=== DATA EXTRACT ===
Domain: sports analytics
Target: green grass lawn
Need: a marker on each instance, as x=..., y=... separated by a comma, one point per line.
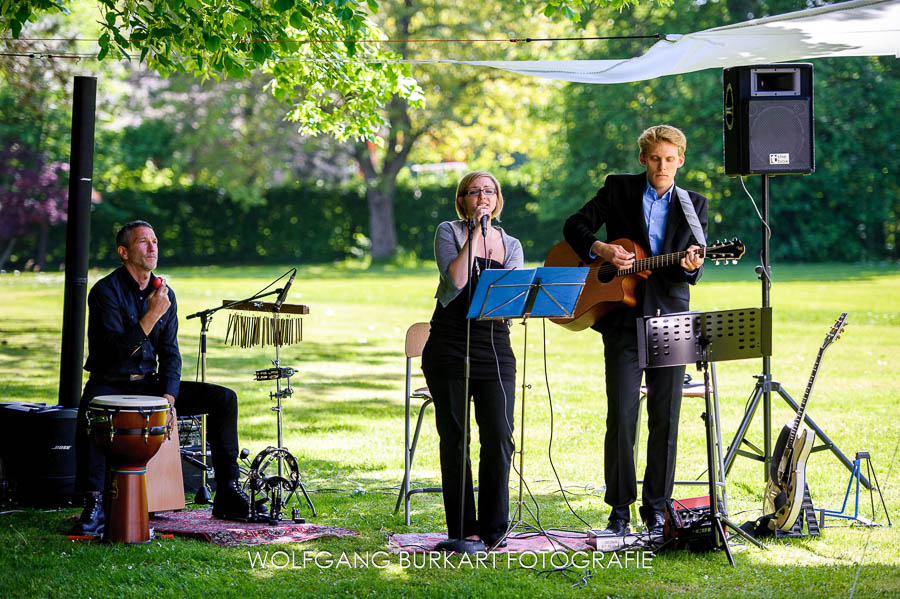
x=345, y=425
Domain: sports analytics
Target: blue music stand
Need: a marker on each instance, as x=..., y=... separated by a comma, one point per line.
x=545, y=292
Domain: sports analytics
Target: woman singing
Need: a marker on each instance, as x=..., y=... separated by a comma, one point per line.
x=492, y=363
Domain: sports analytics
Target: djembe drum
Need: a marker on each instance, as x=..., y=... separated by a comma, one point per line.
x=129, y=430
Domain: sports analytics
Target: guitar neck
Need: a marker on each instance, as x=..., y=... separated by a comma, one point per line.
x=801, y=413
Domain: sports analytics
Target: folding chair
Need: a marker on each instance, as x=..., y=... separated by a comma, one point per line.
x=416, y=336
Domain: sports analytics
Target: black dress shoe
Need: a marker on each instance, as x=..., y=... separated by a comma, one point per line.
x=92, y=519
x=617, y=526
x=654, y=522
x=231, y=503
x=492, y=544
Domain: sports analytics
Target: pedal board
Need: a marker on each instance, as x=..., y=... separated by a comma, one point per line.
x=689, y=524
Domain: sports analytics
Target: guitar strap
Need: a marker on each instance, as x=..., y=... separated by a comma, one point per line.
x=691, y=215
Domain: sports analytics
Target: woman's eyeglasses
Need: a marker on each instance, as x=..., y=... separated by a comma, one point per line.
x=488, y=191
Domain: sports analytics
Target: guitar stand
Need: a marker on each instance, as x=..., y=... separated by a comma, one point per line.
x=701, y=338
x=764, y=387
x=856, y=474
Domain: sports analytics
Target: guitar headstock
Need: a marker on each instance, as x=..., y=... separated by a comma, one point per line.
x=836, y=329
x=726, y=250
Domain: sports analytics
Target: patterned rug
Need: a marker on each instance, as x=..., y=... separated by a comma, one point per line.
x=200, y=524
x=517, y=542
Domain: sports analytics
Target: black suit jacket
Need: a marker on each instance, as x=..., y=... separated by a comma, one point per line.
x=619, y=206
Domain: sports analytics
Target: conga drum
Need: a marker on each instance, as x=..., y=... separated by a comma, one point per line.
x=129, y=430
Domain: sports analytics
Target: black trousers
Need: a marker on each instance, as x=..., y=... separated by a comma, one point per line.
x=623, y=383
x=217, y=402
x=494, y=403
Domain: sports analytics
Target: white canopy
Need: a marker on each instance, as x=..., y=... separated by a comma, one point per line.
x=856, y=28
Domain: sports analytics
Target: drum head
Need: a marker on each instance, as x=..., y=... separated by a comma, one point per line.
x=130, y=402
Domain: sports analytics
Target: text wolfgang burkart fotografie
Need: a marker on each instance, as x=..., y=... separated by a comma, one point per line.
x=324, y=560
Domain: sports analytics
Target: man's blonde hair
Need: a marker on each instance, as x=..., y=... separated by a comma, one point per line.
x=660, y=133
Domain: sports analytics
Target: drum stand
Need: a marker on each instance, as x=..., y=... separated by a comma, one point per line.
x=701, y=338
x=261, y=485
x=280, y=490
x=202, y=496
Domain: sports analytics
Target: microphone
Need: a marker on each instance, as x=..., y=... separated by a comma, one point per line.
x=283, y=295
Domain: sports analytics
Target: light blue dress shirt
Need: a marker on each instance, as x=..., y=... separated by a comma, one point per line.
x=656, y=213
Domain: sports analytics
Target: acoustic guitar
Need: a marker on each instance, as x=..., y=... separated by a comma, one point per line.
x=787, y=475
x=608, y=287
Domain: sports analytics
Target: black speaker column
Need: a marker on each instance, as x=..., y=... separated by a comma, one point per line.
x=768, y=119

=== GOAL ===
Render the data above, from its first line through the line containing "x=488, y=191", as a JSON list of strings with one string per line, skipping blank lines and leaving out the pictures.

=== COMPLETE RESPONSE ===
[
  "Domain: sports analytics",
  "Target: green grass lawn",
  "Need: a marker on each instance, as x=..., y=... separated by a comma, one point per line.",
  "x=345, y=425",
  "Domain: sports analytics",
  "Target: blue music stand",
  "Need: a marker on each instance, as x=..., y=... separated by a comma, one point per line.",
  "x=545, y=292",
  "Domain: sports analytics",
  "Target: woman singing",
  "Need: a marker on each instance, as x=..., y=... separated by a comma, one point per line.",
  "x=492, y=363",
  "Domain: sports analytics",
  "Target: djembe drum",
  "Need: a marker on each instance, as x=..., y=... separated by a comma, one point per line.",
  "x=129, y=430",
  "Domain: sports analytics",
  "Target: guitar neck",
  "Need: a marker on each instance, as x=..., y=... separated by a comma, one point per line.",
  "x=801, y=413",
  "Domain: sports analytics",
  "Target: folding chair",
  "Need: a marker on each instance, as x=..., y=... separated by a comma, one point per line.",
  "x=416, y=336",
  "Domain: sports analytics",
  "Target: black dress shoe",
  "Need: a marker on each instance, as x=..., y=... separated by a comma, one point per line.",
  "x=92, y=519",
  "x=617, y=526",
  "x=654, y=522",
  "x=231, y=503",
  "x=492, y=544",
  "Domain: sports analytics",
  "Target: pedal board",
  "Need: a marker on each instance, as x=..., y=... separated by a comma, one point per line.",
  "x=689, y=524",
  "Domain: sports analytics",
  "Target: guitar strap",
  "Need: a marker on each instance, as x=..., y=... separated by a comma, one point per line.",
  "x=691, y=215",
  "Domain: sports analytics",
  "Target: woman's eyeglasses",
  "Need: a marker on each instance, as x=..., y=... separated by a comma, one point per line.",
  "x=488, y=191"
]